>> START

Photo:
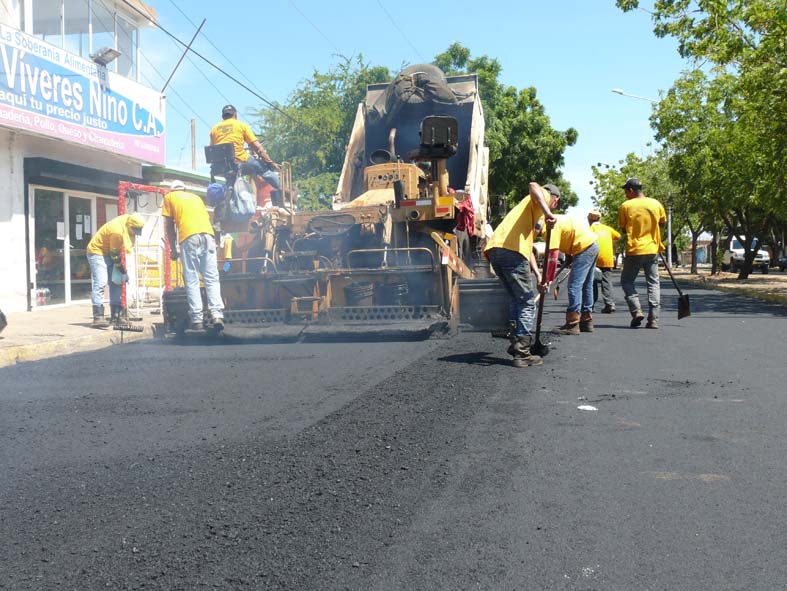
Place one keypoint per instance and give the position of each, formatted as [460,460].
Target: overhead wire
[315,27]
[401,32]
[215,47]
[272,105]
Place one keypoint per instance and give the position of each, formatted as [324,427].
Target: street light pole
[642,98]
[669,231]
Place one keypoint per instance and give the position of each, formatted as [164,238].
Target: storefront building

>> END

- [Request]: Without the pictures, return the entries exactly as they appear.

- [Worked answer]:
Photo:
Place one keypoint per instance and give the position of each, formatted as [460,460].
Target: overhead wire
[315,27]
[401,32]
[215,47]
[272,105]
Place one keypoint per instance and give the position of each, formatted as [324,427].
Target: street light pole
[642,98]
[669,231]
Place one keypoint per instance and give the position of each, formatted as [164,238].
Target: storefront building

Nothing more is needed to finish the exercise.